- **Data to use**
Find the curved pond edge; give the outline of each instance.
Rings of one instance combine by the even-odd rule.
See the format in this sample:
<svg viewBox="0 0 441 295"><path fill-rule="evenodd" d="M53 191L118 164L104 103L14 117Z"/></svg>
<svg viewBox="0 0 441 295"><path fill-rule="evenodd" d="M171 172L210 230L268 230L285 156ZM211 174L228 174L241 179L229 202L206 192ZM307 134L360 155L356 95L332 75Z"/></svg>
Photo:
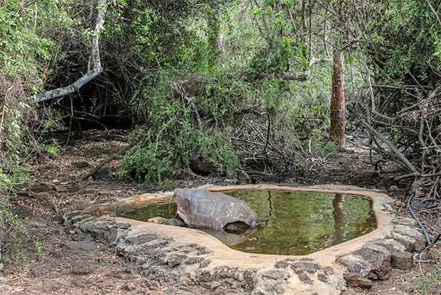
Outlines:
<svg viewBox="0 0 441 295"><path fill-rule="evenodd" d="M219 284L234 278L239 282L235 288L245 293L339 294L348 285L368 288L372 279L388 279L392 267L411 268L412 252L421 251L425 246L424 236L415 221L398 217L391 206L393 199L379 191L334 185L299 187L263 184L206 185L199 188L211 192L274 190L366 197L372 201L377 229L307 255L261 254L234 250L198 229L108 214L110 210L119 206L169 200L173 192L144 194L92 207L67 214L65 221L95 239L115 244L120 254L131 259L147 262L145 267L165 267L167 271L179 274L180 280L196 284L203 282L211 291ZM186 250L181 253L182 249ZM162 258L152 259L154 253L159 253ZM177 262L170 263L174 259ZM188 259L197 262L186 263ZM220 274L225 269L229 274Z"/></svg>

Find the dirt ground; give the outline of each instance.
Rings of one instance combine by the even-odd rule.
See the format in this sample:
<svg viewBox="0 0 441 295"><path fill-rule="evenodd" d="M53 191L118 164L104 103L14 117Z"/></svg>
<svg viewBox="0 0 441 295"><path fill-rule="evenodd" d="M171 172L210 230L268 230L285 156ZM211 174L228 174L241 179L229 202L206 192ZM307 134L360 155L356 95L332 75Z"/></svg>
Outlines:
<svg viewBox="0 0 441 295"><path fill-rule="evenodd" d="M63 225L63 214L105 200L207 182L225 182L225 177L207 180L196 176L164 187L125 182L119 172L121 158L105 166L95 178L80 180L101 160L126 145L126 135L121 131L110 135L87 132L85 139L74 145L61 146L57 157L30 164L34 173L31 181L17 192L14 210L28 226L33 239L42 242L38 244L42 251L28 253L26 263L15 262L5 266L0 272L0 294L170 294L167 286L149 281L137 271L136 265L118 257L114 249ZM393 197L400 200L396 209L408 215L402 207L403 191L393 187L389 190L390 183L375 172L368 163L368 153L363 150L353 148L336 157L299 162L305 172L284 180L284 184L340 183L386 189ZM370 290L349 288L344 294L420 294L413 283L434 269L437 259L434 249L427 253L434 259L423 259L410 271L394 270L389 280L376 281ZM153 286L156 291L151 291ZM432 288L427 294L441 294L441 289Z"/></svg>

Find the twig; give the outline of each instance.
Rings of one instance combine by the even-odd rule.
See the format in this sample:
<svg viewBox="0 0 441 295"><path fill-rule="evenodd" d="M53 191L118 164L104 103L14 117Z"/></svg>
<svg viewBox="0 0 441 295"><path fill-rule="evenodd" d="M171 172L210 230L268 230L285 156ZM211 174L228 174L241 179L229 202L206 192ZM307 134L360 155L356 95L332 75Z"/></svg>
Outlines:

- **Written exercise**
Put the items, from the very start through the line containing "225L63 214L105 200L207", into a Markdown table with the columns Row and Line, one line per row, skipping blank lines and leaving out the pictures.

- **Answer below**
| Row | Line |
|---|---|
| 1 | Find the curved pond edge; give the outline of each instance. |
| 2 | Rings of one instance combine by the even-odd rule. |
| 3 | See the format in this sample: |
| 4 | <svg viewBox="0 0 441 295"><path fill-rule="evenodd" d="M53 191L118 164L104 103L14 117Z"/></svg> |
| 5 | <svg viewBox="0 0 441 295"><path fill-rule="evenodd" d="M171 172L210 230L268 230L285 156ZM211 174L228 174L241 179L229 202L206 192ZM307 134L360 155L356 95L332 75Z"/></svg> |
| 6 | Photo: |
| 7 | Outlines: |
| 8 | <svg viewBox="0 0 441 295"><path fill-rule="evenodd" d="M219 284L234 278L239 282L235 288L245 293L339 294L348 285L368 288L372 279L388 279L392 267L411 268L412 252L421 251L425 246L424 236L415 221L398 217L391 206L393 199L379 191L334 185L299 187L263 184L206 185L199 188L211 192L274 190L366 197L372 201L377 229L307 255L261 254L234 250L198 229L108 214L110 210L119 206L169 200L173 192L144 194L92 207L67 214L65 221L95 239L115 244L120 254L131 259L147 262L145 267L165 267L167 271L179 274L180 280L196 284L203 282L211 291ZM186 250L181 253L182 249ZM162 258L152 259L154 253L159 253ZM177 262L170 263L174 259ZM188 259L197 262L186 263ZM220 274L225 269L229 274Z"/></svg> |
| 9 | Find the dirt ground; give the outline of each instance. |
| 10 | Rings of one instance combine by the even-odd rule. |
| 11 | See the format in this sample: |
| 12 | <svg viewBox="0 0 441 295"><path fill-rule="evenodd" d="M53 191L118 164L104 103L14 117Z"/></svg> |
| 13 | <svg viewBox="0 0 441 295"><path fill-rule="evenodd" d="M171 172L210 230L268 230L285 156ZM211 174L228 174L241 179L229 202L206 192ZM307 134L360 155L356 95L332 75Z"/></svg> |
| 14 | Outlines: |
| 15 | <svg viewBox="0 0 441 295"><path fill-rule="evenodd" d="M63 225L63 214L105 200L207 182L225 182L225 177L207 180L196 176L164 187L125 182L119 172L121 158L105 166L95 178L80 180L101 160L126 145L126 135L121 131L110 135L87 132L85 139L74 145L61 146L57 157L30 164L34 173L31 181L17 192L14 210L28 226L33 239L42 242L38 244L42 251L28 253L26 263L15 262L5 266L0 272L0 294L170 294L167 286L149 281L137 271L136 265L118 257L114 249ZM393 197L400 200L396 209L408 215L402 207L403 191L393 187L389 190L390 183L375 172L368 163L368 153L363 150L353 148L336 157L299 162L305 172L284 180L284 184L340 183L386 189ZM370 290L349 288L344 294L420 294L413 283L434 269L437 259L434 249L427 253L434 259L423 259L410 271L394 270L389 280L376 281ZM153 286L156 291L151 291ZM432 288L427 294L441 294L441 289Z"/></svg> |